■ **Coordinate annotation entries**:
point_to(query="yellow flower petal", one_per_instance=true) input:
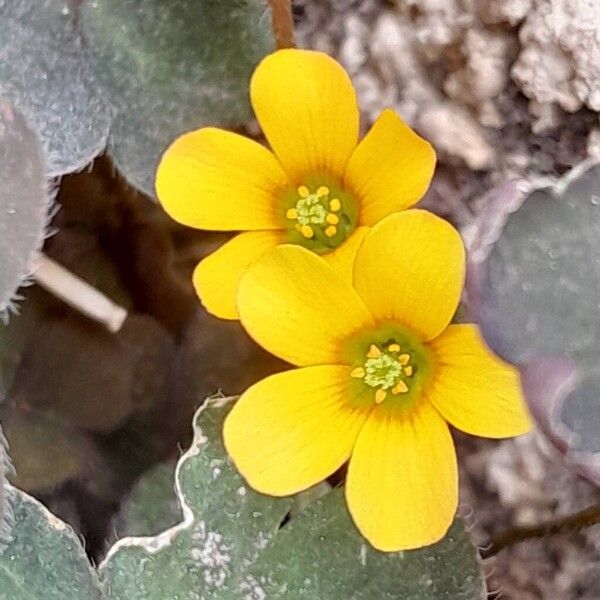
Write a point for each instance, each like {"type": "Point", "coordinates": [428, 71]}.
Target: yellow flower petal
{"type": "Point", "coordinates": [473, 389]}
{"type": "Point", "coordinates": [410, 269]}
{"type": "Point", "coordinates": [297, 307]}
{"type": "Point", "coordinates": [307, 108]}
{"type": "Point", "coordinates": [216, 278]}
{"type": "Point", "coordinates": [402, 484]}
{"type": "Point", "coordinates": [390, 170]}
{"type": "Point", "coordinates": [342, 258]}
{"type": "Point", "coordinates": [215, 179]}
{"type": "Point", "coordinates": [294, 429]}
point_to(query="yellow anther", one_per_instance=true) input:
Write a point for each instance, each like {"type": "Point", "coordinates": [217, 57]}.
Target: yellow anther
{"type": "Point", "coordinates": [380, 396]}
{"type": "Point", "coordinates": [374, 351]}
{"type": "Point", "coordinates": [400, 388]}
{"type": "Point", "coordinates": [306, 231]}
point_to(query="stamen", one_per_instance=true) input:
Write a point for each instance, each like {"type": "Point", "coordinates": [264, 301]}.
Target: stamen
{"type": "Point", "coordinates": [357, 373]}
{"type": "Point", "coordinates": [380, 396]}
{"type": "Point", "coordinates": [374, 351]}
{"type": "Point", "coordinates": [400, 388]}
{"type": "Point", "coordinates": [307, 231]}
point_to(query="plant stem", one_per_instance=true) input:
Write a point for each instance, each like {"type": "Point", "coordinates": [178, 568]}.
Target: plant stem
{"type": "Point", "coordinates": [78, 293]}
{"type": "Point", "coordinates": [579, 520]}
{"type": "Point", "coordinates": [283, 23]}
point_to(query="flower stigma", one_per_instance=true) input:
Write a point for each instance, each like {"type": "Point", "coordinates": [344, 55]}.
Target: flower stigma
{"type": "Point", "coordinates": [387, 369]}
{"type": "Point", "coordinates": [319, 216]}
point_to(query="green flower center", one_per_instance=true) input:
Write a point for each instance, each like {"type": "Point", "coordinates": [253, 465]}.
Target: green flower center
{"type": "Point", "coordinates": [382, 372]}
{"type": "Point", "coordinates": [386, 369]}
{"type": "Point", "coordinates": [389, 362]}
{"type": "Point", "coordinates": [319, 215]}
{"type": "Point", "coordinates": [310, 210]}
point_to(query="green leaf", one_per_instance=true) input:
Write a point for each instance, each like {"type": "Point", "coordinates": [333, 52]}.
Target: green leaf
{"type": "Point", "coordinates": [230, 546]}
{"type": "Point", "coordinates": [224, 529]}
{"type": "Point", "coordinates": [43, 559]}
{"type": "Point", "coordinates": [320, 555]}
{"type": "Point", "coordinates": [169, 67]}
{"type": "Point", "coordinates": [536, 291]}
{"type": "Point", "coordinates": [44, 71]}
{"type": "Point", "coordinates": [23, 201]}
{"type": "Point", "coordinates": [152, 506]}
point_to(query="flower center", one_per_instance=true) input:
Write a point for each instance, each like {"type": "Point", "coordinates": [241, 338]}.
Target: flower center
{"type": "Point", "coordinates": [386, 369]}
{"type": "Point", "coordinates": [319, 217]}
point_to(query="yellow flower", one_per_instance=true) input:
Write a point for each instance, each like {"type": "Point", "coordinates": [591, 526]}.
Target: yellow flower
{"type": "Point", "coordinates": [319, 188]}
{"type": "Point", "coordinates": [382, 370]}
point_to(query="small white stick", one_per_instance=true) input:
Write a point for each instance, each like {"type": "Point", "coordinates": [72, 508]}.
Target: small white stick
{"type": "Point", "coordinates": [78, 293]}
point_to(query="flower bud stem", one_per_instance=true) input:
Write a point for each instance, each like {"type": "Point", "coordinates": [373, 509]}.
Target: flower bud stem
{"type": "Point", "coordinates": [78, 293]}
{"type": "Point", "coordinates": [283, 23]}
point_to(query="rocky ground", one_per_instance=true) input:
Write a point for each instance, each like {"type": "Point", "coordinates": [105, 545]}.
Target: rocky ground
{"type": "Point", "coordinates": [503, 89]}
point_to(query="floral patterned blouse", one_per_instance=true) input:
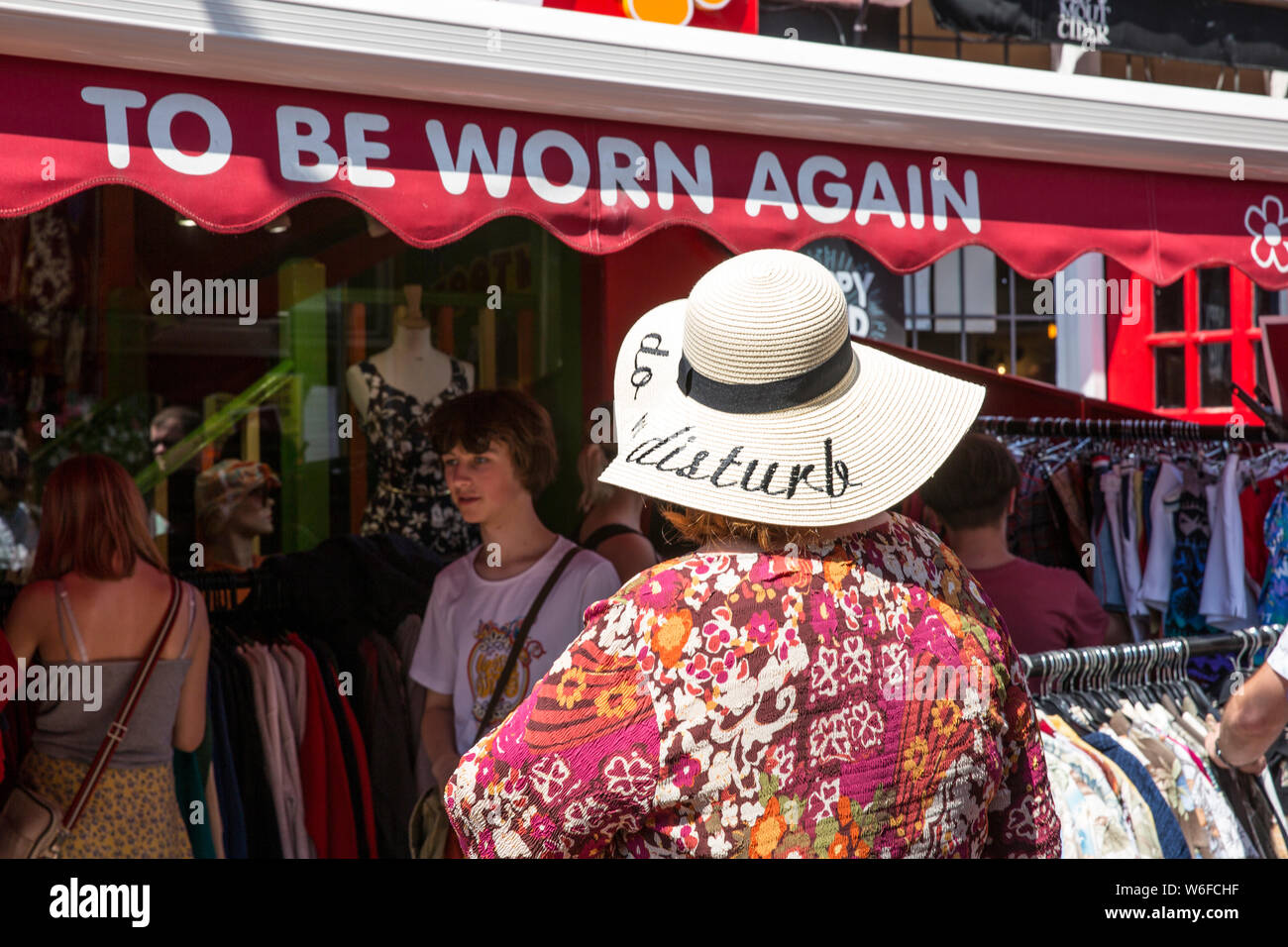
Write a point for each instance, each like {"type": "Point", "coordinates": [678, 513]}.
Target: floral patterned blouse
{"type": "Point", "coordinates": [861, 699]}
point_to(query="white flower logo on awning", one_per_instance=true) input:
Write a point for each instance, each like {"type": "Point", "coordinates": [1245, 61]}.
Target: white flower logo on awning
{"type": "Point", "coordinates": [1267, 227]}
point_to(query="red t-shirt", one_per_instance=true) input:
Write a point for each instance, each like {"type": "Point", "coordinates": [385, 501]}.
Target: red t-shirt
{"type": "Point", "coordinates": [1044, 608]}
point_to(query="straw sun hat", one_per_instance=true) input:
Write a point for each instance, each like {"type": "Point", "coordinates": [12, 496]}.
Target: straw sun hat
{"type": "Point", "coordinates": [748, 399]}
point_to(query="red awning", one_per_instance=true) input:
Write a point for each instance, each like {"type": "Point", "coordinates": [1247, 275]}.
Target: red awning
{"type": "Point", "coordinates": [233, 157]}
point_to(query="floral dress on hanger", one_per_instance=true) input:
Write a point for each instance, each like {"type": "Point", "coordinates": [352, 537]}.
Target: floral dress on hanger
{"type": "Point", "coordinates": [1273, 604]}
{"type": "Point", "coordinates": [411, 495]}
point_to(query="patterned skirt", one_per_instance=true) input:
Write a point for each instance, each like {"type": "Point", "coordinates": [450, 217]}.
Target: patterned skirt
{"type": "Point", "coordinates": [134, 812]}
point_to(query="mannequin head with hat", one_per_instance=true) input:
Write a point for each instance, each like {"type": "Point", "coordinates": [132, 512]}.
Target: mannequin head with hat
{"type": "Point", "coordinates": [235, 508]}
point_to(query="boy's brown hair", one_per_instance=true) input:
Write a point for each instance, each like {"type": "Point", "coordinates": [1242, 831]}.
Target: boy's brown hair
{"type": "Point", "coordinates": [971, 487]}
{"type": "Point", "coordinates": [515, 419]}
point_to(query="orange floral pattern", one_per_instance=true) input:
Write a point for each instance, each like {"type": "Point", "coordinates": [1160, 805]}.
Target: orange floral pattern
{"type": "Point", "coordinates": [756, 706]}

■ **OBJECTIVE**:
Tally the lines in the records above that contain the string "logo", treating case as significant, and give only the number.

■ **FULL RESPONSE**:
2